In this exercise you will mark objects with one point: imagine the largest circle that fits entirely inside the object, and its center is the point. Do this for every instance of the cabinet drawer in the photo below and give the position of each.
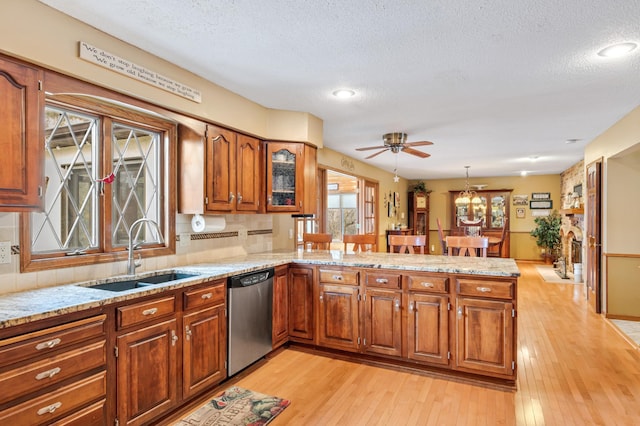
(43, 409)
(204, 296)
(93, 415)
(338, 276)
(487, 289)
(429, 283)
(37, 375)
(381, 279)
(44, 342)
(139, 313)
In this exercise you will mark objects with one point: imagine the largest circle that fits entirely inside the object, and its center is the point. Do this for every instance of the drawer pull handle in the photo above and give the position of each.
(49, 408)
(150, 311)
(48, 345)
(48, 374)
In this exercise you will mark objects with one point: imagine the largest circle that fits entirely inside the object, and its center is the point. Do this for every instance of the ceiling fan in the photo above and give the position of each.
(396, 142)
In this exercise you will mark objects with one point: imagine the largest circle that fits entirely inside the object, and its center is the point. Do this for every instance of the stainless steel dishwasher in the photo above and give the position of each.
(250, 298)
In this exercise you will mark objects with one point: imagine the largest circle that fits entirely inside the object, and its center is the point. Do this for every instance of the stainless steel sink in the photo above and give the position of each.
(131, 284)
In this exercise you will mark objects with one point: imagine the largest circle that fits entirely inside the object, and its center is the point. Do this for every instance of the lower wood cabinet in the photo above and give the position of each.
(338, 317)
(147, 372)
(382, 322)
(301, 306)
(185, 347)
(54, 374)
(280, 323)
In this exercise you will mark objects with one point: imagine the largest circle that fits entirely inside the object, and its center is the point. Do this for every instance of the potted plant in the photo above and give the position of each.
(547, 235)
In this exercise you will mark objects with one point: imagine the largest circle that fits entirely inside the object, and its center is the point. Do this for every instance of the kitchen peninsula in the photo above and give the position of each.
(448, 316)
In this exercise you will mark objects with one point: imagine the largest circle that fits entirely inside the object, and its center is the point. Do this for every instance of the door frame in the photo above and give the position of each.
(593, 226)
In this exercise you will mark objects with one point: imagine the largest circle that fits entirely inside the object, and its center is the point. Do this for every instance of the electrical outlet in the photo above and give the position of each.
(5, 251)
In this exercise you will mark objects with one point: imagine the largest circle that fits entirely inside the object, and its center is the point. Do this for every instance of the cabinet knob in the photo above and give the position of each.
(48, 344)
(49, 408)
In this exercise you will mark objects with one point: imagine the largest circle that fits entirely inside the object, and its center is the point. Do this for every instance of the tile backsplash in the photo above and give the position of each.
(240, 235)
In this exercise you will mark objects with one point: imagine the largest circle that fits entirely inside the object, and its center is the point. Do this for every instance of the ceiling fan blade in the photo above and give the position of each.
(415, 152)
(377, 153)
(418, 143)
(370, 147)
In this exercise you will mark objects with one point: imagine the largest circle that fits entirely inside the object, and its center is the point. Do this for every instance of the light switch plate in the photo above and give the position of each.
(5, 251)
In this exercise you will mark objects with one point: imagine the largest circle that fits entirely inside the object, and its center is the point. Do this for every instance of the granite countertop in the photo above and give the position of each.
(28, 306)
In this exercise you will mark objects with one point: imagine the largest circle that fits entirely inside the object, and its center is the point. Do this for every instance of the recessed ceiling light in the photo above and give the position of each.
(344, 93)
(617, 50)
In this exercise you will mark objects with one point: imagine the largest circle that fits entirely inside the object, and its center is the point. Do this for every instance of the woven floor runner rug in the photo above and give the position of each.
(236, 407)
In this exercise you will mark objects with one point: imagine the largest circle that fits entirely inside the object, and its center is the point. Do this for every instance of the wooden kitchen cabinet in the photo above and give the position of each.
(232, 171)
(147, 372)
(52, 375)
(301, 306)
(280, 323)
(339, 314)
(220, 171)
(290, 178)
(383, 313)
(486, 327)
(428, 318)
(204, 340)
(21, 137)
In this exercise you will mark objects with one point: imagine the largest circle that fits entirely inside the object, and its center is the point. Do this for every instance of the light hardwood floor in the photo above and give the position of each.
(574, 368)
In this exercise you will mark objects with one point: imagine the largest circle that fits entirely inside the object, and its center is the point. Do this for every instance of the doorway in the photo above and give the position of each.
(349, 205)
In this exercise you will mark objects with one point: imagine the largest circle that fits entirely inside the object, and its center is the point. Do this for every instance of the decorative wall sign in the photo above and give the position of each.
(540, 195)
(114, 63)
(540, 204)
(520, 200)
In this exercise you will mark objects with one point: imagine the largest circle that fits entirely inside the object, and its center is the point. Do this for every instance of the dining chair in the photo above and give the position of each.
(407, 243)
(361, 243)
(443, 244)
(467, 246)
(317, 241)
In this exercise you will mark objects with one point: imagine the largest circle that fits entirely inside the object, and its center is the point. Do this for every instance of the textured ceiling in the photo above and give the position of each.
(493, 83)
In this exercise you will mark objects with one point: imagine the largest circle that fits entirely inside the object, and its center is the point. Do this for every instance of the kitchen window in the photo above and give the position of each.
(105, 167)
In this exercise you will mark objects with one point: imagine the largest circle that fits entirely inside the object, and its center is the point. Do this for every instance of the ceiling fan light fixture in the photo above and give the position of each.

--------------------------------

▶ _What you need to do_
With the line containing "of the dining" as the first and the last line of the records as the final one, print exactly the lines in that span.

▶ _Result of this task_
In this exercise you will mark objects with one point: imagine the largest circle that fits entirely inside the object, and its center is the point. Do this for every instance of the dining chair in the photo above and give the position of each.
(407, 243)
(361, 243)
(443, 244)
(467, 246)
(317, 241)
In this exercise you will mark objects with one point: imagine the largest circle that fits entirely inside the object, and its center is the point. Do this for every instance of the textured ceiling in the photo above and give the position of each.
(493, 83)
In this exercise you will mark objects with one point: imagine the largest circle that fits entirely inside the object, and its center is the point. Do this for every instance of the kitchen window in the photo above and give the position of each.
(105, 167)
In this exercise you will mark objects with one point: imagine the largest circle that fits entirely inside the object, and its center is the point. Do this for every instance of the ceiling fan light fixture in the photo above and give the position of each.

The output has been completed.